Text for analysis |
Evening Primrose by Kopano Matlwa
Masechaba, a medical intern in a South African hospital, is a teenager suffering excruciating periods when she’s inspired to become a doctor. Her secret plan is to one day convince a colleague to give her the hysterectomy doctors refuse to perform and her mother dissuades her against: ‘these were the things women had to endure’. Years later, her periods no longer rule her life; her profession leaves her feeling alternately flat and disgusted at the realities of a medical system where doctors inevitably do harm.
The form of the novel – a series of journal entries addressed to God – is intensely interior, giving the reader direct access to the narrator’s thoughts and feelings, most of them deliberately concealed from the outside world, most of the time. Her curiously flat affect and chronic dissatisfaction signal that something vital is missing in her. This feeling is mirrored in the reactions of those she sporadically, barely, confides in. Take this exchange with her housemate Nyasha, a Zimbabwean colleague: ‘I asked her if she ever wished certain patients would die. She looked at me funny and said no.’
Nyasha, her feisty only friend, ‘hates white people and blames them for everything’; she urges Masechaba to counsel black interns with weaves against ‘self hatred’. Masechaba’s foreigner-wary mother makes her take off all her clothes at the door when she comes home on weekends; ‘she doesn’t want me coming into the house with Nyasha’s charms and black magic’. This brew of overlapping hatred and mistrust of the ‘other’ comes to a boil when Masechaba, on impulse and to impress Nyasha, publicly signs a petition supporting foreign residents. The outsized reaction first gives her the ‘cause’ she’s been lacking, then delivers a revenge blow that threatens to destroy everything, and ties back to her teenage lesson that women are born to suffer.

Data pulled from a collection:
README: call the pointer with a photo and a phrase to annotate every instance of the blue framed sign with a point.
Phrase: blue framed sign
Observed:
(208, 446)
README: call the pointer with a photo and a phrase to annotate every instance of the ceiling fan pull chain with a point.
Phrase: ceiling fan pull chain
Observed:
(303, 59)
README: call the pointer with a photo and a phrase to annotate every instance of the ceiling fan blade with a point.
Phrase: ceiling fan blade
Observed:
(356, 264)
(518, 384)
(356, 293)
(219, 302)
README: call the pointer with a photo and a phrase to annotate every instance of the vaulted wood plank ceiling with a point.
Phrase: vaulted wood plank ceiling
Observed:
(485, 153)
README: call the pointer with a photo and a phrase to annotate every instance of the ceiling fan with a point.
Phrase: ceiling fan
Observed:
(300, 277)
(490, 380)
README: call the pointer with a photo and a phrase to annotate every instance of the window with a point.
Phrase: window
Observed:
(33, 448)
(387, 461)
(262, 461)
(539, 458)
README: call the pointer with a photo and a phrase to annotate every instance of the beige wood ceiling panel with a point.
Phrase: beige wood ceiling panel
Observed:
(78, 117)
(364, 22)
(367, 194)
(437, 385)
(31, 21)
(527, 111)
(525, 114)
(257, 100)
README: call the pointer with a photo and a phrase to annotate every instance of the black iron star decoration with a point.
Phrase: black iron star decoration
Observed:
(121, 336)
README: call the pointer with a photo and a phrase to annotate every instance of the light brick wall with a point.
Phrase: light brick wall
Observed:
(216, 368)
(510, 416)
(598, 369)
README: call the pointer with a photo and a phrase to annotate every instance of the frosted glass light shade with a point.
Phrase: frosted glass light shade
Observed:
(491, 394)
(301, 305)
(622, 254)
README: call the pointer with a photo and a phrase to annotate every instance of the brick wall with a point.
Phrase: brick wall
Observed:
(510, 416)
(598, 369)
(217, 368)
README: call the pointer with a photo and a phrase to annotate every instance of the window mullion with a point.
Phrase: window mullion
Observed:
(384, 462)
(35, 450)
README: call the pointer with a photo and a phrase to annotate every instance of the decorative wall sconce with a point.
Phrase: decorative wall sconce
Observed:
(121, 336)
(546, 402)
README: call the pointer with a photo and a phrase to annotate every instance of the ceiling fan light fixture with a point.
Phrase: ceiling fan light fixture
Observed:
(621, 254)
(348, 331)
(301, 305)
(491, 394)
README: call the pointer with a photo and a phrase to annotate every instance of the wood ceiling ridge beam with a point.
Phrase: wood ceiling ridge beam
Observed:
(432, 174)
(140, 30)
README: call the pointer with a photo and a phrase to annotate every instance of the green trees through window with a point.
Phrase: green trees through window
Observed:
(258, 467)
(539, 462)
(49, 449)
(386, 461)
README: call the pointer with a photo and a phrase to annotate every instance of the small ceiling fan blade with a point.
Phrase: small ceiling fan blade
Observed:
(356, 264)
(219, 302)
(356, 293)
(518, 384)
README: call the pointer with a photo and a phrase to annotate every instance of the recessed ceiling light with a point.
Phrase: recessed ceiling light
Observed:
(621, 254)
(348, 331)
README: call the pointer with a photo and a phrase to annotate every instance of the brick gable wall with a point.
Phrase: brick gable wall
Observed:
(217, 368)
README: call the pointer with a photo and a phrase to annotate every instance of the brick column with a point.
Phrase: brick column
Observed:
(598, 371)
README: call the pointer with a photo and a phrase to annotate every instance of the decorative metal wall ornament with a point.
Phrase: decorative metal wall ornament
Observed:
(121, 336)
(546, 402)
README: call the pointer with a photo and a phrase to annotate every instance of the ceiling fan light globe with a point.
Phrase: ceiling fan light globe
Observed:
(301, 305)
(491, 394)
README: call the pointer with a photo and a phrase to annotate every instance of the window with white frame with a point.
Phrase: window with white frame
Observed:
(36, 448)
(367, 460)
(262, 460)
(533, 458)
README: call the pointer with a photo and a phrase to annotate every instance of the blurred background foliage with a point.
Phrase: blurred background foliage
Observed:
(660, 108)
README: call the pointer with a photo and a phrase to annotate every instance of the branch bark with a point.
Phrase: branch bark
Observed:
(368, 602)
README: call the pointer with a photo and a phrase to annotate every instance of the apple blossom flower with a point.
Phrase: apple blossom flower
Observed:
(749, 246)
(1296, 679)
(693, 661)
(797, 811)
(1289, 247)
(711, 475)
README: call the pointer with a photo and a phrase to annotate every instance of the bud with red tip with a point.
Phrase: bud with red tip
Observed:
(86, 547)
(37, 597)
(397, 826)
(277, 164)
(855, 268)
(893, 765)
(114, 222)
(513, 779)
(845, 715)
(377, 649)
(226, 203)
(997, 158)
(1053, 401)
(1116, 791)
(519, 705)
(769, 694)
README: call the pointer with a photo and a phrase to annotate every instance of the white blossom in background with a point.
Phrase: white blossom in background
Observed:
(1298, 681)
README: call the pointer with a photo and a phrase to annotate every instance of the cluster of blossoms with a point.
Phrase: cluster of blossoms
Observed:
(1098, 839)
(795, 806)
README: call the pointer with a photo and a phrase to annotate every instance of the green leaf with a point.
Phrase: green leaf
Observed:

Assignment |
In the review of Evening Primrose, what form does the novel take?

Result below |
It is a series of journal entries addressed to God.